**READING PASSAGE:**
○ ○ ○ ○ ○ ○ ○

# 220v outlet with one hot and one neutral?



## kevinj909 (Apr 11, 2012)

Hey all,

I am new to this forum, but hoping that someone can shed some light on my current situation. I have a friend that is looking to add a new electrical deep fryer in his restaurant. There is an outlet that we are looking to use that is labeled as 220v (meter reads 213v) but when looking at the wiring, it is wired using one hot and one neutral. From what I am told... this is wired as a 3 phase Delta "stinger". 

So, my question is.... are we ok to use this 220v receptacle as is with the 220 hot and neutral wiring, or should this be wired using 2 - 110v? Does it make a difference?

Thank you in advance for you help

-kevin


----------



## Dennis Alwon (May 9, 2009)

I don't believe for you, as an apprentice, it is ever okay to be wiring without supervision.

BTW welcome to the forum.


----------



## Southeast Power (Jan 18, 2009)

kevinj909 said:


> Hey all,
> 
> I am new to this forum, but hoping that someone can shed some light on my current situation. I have a friend that is looking to add a new electrical deep fryer in his restaurant. There is an outlet that we are looking to use that is labeled as 220v (meter reads 213v) but when looking at the wiring, it is wired using one hot and one neutral. From what I am told... this is wired as a 3 phase Delta "stinger".
> 
> ...


I have a couple of words to say on that subject:

NO!


----------



## 10492 (Jan 4, 2010)

My money is on:


"hey guys...I have a side job I'm doing, and can't ask my boss or foreman for help"




could be wrong....though


----------



## Southeast Power (Jan 18, 2009)

Dnkldorf said:


> My money is on:
> 
> 
> "hey guys...I have a side job I'm doing, and can't ask my boss or foreman for help"
> ...


I charged them $499.95


----------



## Speedy Petey (Jan 10, 2007)

kevinj909 said:


> Hey all,
> 
> I am new to this forum, but hoping that someone can shed some light on my current situation. I have a friend that is looking to add a new electrical deep fryer in his restaurant. There is an outlet that we are looking to use that is labeled as 220v (meter reads 213v) *but when looking at the wiring, it is wired using one hot and one neutral. From what I am told... this is wired as a 3 phase Delta "stinger". *
> 
> ...


Sorry, IF you are an apprentice, whomever is teaching you is not doing their job.
NO WAY in hell you should be working unsupervised, let alone in a restaurant. 

PLEASE, get a good deal more experience under your belt before jumping head first into working alone.


----------



## Dennis Alwon (May 9, 2009)

Oops- looks like I forgot to close it....Oh well.


----------

○ ○ ○ ○ ○ ○ ○

(Records for pointing at objects in photos)
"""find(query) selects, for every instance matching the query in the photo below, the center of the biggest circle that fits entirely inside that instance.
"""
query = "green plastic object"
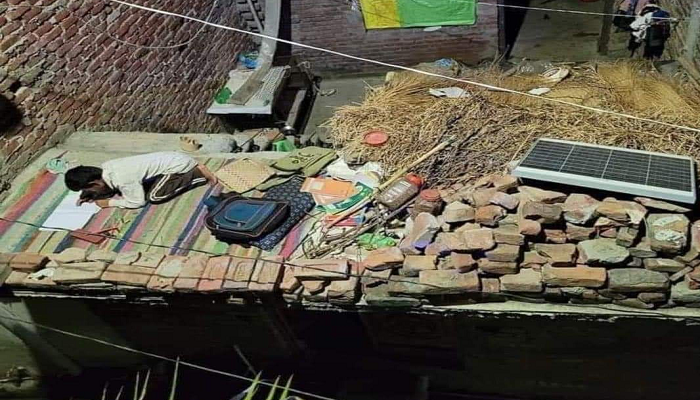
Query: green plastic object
(373, 241)
(223, 95)
(335, 208)
(283, 145)
(57, 166)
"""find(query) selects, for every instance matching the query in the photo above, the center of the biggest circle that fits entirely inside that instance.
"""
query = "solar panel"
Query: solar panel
(614, 169)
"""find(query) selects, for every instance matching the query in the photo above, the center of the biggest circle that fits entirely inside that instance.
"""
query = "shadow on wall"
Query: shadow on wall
(10, 115)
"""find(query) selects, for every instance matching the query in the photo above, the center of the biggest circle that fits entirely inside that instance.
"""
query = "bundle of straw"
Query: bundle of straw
(491, 128)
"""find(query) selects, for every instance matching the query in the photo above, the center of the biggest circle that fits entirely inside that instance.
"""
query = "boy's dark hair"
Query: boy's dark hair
(79, 178)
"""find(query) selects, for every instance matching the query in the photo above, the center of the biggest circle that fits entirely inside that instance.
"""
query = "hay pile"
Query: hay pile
(492, 128)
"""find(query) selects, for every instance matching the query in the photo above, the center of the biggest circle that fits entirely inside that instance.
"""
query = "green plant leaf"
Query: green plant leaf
(285, 392)
(136, 386)
(174, 385)
(104, 391)
(145, 385)
(119, 395)
(253, 387)
(271, 395)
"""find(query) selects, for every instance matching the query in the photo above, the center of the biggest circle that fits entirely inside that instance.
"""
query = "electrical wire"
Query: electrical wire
(415, 70)
(360, 276)
(157, 356)
(185, 43)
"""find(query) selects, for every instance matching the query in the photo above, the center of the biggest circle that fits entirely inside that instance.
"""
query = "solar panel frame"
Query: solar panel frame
(636, 172)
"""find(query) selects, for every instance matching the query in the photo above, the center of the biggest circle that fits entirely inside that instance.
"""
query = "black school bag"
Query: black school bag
(242, 219)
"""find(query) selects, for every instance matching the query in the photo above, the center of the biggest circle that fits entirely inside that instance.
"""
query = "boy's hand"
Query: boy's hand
(102, 203)
(82, 201)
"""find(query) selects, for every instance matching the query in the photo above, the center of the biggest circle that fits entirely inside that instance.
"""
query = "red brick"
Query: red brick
(16, 12)
(61, 15)
(70, 21)
(33, 12)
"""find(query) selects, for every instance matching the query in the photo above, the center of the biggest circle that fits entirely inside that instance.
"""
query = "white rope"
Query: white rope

○ ○ ○ ○ ○ ○ ○

**WORK TO DO:**
Reproduce word for word the part of the forum thread about the 220v outlet, everything from "## Speedy Petey" down to "doing their job.".

**EXERCISE RESPONSE:**
## Speedy Petey (Jan 10, 2007)

kevinj909 said:


> Hey all,
> 
> I am new to this forum, but hoping that someone can shed some light on my current situation. I have a friend that is looking to add a new electrical deep fryer in his restaurant. There is an outlet that we are looking to use that is labeled as 220v (meter reads 213v) *but when looking at the wiring, it is wired using one hot and one neutral. From what I am told... this is wired as a 3 phase Delta "stinger". *
> 
> ...


Sorry, IF you are an apprentice, whomever is teaching you is not doing their job.